======== Task inputs

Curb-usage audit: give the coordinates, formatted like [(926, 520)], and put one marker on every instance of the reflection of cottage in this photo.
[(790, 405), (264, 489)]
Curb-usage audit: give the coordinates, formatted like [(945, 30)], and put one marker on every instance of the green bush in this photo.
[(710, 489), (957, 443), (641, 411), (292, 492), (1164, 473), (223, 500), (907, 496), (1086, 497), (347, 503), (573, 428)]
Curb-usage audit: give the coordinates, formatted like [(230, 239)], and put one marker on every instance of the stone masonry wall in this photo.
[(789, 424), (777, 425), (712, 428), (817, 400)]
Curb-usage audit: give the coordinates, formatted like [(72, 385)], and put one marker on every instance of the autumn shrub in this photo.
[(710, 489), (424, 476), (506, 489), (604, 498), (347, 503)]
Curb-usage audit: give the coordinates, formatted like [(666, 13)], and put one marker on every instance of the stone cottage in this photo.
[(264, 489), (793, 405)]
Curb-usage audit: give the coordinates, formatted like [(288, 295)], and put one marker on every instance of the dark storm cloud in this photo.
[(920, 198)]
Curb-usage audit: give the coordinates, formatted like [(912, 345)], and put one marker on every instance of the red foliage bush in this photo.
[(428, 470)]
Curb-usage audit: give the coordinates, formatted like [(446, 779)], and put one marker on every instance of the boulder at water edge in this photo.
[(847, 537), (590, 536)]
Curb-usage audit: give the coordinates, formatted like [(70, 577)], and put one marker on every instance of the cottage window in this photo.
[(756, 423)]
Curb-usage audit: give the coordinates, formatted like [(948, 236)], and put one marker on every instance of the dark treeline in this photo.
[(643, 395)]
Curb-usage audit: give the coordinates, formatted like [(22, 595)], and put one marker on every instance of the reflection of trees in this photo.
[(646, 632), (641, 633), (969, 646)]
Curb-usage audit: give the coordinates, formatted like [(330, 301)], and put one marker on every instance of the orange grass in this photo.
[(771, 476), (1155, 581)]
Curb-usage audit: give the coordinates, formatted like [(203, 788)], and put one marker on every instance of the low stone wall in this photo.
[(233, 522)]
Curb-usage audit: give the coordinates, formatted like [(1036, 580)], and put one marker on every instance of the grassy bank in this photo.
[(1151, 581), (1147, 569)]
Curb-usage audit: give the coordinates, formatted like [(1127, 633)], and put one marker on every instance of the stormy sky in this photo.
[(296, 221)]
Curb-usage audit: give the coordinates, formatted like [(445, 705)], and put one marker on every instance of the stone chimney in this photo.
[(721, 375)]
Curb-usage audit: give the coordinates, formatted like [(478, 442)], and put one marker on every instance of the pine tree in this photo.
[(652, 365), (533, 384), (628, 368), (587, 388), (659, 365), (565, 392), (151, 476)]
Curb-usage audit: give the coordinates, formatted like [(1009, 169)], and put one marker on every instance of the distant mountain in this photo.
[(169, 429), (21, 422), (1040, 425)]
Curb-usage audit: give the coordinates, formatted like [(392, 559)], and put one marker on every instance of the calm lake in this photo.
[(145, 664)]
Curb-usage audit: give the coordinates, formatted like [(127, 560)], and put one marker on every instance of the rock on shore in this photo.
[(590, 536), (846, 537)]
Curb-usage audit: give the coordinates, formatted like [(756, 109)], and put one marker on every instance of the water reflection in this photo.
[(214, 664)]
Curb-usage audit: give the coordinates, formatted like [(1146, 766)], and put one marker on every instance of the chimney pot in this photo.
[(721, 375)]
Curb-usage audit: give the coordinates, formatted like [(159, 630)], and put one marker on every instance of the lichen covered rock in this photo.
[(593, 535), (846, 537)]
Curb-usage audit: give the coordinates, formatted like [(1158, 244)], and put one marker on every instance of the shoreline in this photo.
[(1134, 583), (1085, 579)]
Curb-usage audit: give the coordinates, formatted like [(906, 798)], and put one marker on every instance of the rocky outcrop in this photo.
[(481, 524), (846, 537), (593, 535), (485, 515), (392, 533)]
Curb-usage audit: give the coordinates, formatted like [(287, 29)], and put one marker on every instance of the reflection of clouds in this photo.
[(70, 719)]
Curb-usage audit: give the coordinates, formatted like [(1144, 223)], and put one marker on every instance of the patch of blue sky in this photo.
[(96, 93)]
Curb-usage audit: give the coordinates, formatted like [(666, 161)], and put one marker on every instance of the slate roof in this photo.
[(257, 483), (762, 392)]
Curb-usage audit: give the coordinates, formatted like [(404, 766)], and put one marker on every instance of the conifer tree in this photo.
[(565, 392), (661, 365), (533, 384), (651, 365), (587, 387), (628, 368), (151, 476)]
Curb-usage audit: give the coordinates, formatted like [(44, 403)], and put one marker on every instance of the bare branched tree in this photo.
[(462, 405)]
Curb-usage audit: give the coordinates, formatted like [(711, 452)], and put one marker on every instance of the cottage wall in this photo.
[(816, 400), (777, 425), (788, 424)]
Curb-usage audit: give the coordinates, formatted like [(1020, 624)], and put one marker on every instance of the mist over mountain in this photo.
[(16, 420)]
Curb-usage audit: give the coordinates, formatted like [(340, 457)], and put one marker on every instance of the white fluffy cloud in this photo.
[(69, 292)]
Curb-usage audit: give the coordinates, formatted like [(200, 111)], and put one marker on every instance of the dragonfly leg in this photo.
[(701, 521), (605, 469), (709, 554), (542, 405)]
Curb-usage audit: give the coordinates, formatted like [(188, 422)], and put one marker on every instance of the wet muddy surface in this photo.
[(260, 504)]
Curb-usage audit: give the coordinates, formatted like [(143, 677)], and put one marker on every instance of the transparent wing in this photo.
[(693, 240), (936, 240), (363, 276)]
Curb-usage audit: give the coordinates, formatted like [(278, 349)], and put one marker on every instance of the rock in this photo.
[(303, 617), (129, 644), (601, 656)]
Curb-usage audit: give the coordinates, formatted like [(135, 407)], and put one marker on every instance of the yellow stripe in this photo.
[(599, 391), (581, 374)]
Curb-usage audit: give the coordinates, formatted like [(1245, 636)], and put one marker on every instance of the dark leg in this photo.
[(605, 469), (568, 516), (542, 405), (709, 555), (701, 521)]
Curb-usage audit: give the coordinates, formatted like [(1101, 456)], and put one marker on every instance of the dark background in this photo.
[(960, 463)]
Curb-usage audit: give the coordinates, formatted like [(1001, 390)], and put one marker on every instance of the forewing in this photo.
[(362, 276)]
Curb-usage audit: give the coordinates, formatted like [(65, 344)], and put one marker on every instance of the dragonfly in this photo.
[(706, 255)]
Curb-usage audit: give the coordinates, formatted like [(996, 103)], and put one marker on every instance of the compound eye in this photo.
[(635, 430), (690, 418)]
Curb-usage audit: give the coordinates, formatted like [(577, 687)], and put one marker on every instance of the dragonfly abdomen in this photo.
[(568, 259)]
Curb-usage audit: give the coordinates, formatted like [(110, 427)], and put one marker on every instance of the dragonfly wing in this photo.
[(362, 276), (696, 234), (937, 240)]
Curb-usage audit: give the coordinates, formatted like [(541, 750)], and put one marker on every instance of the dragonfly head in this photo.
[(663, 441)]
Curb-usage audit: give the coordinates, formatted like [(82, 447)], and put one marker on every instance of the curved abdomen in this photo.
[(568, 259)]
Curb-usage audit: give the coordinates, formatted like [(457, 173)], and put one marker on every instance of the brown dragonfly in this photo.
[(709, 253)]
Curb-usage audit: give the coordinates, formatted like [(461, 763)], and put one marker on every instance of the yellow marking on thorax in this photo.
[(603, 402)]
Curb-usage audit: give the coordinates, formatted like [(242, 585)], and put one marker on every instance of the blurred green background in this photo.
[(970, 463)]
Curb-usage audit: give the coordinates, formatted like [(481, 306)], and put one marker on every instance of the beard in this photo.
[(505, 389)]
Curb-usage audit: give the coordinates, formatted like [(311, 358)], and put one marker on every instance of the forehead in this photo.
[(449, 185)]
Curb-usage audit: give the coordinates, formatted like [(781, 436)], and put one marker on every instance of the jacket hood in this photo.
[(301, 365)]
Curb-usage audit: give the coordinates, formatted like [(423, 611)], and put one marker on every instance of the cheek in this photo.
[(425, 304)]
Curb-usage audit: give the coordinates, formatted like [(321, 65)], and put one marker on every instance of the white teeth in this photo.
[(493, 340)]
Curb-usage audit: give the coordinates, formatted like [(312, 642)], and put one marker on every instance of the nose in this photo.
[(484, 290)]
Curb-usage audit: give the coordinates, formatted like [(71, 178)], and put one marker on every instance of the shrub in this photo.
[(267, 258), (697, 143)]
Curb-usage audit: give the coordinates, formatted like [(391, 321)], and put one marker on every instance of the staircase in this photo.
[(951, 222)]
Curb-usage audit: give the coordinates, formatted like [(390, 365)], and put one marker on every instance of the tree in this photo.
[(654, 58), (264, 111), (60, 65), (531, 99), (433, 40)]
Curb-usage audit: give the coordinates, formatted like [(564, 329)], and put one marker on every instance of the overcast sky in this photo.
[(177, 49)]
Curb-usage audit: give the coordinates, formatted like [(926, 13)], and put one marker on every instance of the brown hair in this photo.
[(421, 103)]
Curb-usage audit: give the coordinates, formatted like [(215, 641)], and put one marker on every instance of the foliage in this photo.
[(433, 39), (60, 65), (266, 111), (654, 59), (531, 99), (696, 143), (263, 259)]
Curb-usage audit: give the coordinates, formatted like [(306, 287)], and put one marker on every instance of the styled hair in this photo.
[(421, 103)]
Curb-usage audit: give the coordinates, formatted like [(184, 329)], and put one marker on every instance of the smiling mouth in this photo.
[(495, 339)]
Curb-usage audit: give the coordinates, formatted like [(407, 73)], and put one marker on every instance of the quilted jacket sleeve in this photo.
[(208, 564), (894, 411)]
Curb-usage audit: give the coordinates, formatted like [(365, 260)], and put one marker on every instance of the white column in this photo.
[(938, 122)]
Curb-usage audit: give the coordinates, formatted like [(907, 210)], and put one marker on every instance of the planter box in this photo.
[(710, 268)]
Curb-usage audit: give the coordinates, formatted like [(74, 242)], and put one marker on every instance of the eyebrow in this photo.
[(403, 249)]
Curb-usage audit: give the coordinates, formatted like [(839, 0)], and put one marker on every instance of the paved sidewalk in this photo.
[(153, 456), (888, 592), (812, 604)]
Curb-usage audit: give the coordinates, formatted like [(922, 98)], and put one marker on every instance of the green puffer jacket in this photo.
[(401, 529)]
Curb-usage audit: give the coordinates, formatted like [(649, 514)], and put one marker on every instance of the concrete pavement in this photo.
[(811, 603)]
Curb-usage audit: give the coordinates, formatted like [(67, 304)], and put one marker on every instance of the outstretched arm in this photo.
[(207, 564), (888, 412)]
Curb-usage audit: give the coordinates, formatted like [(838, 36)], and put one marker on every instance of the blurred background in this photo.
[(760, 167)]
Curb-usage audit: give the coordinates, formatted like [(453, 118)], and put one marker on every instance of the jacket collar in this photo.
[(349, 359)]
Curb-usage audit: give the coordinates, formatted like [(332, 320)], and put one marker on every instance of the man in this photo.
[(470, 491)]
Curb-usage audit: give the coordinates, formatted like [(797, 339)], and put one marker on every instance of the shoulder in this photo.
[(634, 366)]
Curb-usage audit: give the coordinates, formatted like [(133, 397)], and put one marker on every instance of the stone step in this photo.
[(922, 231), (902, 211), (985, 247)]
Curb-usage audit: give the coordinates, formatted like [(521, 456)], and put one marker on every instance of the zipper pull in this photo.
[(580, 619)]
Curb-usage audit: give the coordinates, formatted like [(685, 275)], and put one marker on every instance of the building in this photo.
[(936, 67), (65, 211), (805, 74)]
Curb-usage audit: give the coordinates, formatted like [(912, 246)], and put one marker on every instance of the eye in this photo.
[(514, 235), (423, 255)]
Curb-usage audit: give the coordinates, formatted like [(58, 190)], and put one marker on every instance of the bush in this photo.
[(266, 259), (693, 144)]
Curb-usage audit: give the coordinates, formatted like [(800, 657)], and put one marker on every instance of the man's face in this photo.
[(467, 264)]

================

■ Work instructions
Arrange the data as a numbered list with no blank lines. Begin with the line that contains "thorax in this photo." and continue through the line that contains "[(484, 290)]", including both of those lines.

■ Task answer
1. Curb-usage audit: give the coordinates, formatted like [(461, 763)], and put one marker on every instance of the yellow marking on thorax in this photo.
2. [(603, 402)]
3. Curb-usage audit: give the coordinates, formatted like [(242, 585)], and put one marker on every instance of the blurred green background in this photo.
4. [(970, 463)]
5. Curb-usage audit: give the coordinates, formatted like [(481, 306)], and put one marker on every instance of the beard in this photo.
6. [(505, 389)]
7. Curb-usage audit: give the coordinates, formatted like [(311, 358)], and put one marker on every instance of the forehead in this photo.
8. [(449, 185)]
9. Curb-usage audit: give the coordinates, formatted like [(781, 436)], and put one marker on every instance of the jacket hood in this photo.
10. [(301, 365)]
11. Curb-usage audit: give the coordinates, formatted like [(423, 611)], and put one marker on every instance of the cheek in this photo.
12. [(425, 304)]
13. Curb-usage audit: give the coordinates, formatted like [(321, 65)], and put one marker on every instance of the white teeth in this photo.
14. [(493, 340)]
15. Curb-usage audit: give the coordinates, formatted like [(312, 642)], and put one marker on every instance of the nose in this photo.
16. [(484, 290)]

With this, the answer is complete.